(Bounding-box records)
————

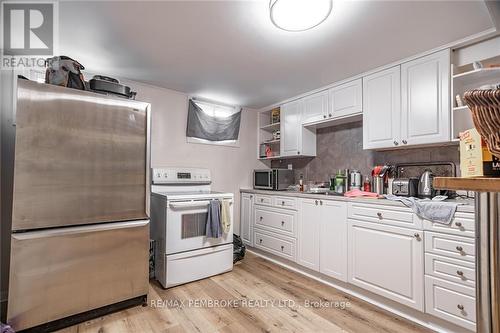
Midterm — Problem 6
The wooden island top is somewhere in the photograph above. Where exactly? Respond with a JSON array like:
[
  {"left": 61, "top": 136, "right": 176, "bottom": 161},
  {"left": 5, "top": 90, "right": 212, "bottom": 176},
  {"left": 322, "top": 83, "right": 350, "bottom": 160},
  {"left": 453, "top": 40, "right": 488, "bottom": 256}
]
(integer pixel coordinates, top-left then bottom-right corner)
[{"left": 433, "top": 177, "right": 500, "bottom": 192}]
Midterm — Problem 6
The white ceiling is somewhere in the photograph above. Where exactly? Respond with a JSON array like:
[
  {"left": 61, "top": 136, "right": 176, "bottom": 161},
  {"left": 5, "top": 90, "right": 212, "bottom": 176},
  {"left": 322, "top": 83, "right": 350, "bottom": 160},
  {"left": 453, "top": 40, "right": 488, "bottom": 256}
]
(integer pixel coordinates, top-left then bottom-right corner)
[{"left": 59, "top": 0, "right": 492, "bottom": 108}]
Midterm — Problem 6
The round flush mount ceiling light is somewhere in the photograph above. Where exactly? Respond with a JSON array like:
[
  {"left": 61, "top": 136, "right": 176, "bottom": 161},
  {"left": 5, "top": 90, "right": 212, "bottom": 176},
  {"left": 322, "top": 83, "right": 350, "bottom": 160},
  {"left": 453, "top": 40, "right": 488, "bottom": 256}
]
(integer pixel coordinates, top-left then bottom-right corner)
[{"left": 269, "top": 0, "right": 332, "bottom": 31}]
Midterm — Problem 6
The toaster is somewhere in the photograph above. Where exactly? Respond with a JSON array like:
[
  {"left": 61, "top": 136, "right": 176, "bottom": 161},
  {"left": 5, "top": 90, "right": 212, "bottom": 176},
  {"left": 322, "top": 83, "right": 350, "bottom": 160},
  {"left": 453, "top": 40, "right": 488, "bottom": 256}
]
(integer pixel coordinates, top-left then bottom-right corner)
[{"left": 392, "top": 178, "right": 418, "bottom": 197}]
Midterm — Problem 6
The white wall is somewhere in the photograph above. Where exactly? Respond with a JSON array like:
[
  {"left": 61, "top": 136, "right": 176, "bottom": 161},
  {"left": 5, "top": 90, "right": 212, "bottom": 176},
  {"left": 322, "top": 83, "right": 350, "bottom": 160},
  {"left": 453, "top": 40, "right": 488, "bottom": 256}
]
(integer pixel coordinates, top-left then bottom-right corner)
[{"left": 121, "top": 80, "right": 266, "bottom": 234}]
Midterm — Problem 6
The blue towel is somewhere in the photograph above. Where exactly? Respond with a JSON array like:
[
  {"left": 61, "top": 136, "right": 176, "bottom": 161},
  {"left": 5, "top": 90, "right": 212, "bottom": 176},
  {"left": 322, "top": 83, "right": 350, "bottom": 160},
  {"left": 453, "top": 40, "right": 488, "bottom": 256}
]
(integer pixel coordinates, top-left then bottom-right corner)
[{"left": 205, "top": 200, "right": 222, "bottom": 238}]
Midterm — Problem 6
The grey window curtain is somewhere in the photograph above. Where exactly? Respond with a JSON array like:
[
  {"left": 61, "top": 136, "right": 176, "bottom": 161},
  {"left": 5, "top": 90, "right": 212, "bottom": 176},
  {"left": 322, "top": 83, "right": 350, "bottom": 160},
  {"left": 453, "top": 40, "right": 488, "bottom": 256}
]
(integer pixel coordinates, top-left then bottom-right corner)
[{"left": 186, "top": 99, "right": 241, "bottom": 142}]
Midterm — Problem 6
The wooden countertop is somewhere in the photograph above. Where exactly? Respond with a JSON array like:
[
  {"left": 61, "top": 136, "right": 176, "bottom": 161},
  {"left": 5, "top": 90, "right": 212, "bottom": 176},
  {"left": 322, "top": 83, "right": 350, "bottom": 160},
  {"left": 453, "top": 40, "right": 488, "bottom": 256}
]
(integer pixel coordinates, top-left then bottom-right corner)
[{"left": 433, "top": 177, "right": 500, "bottom": 192}]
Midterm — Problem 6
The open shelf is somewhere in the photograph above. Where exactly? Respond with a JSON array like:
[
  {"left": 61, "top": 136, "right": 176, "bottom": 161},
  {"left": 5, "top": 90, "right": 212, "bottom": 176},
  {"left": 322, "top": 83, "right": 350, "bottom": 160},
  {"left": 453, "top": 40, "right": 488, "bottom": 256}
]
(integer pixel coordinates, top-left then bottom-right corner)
[
  {"left": 260, "top": 123, "right": 280, "bottom": 132},
  {"left": 453, "top": 67, "right": 500, "bottom": 85}
]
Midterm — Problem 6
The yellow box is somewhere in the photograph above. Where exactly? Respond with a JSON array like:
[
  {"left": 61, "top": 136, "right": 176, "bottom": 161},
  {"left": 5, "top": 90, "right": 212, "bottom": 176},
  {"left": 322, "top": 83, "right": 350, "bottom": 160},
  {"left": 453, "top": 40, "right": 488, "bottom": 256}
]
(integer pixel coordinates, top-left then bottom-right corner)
[{"left": 460, "top": 128, "right": 500, "bottom": 178}]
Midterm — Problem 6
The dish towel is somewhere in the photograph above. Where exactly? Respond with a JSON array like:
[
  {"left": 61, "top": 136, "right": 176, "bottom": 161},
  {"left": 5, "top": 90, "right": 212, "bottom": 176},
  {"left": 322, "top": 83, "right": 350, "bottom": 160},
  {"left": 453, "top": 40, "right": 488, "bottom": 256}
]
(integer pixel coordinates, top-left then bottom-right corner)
[
  {"left": 221, "top": 200, "right": 231, "bottom": 234},
  {"left": 384, "top": 194, "right": 462, "bottom": 224},
  {"left": 205, "top": 200, "right": 222, "bottom": 238}
]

————

EXERCISE INSTRUCTIONS - Copy out every line in the entries above that contains the word "ceiling".

ANSWER TO THIS PROBLEM -
The white ceiling is somewhere in the photograph above. Where exactly? Respond with a JSON array like:
The round flush mount ceiling light is somewhere in the photograph above. Where exactly? Respond with a JSON array like:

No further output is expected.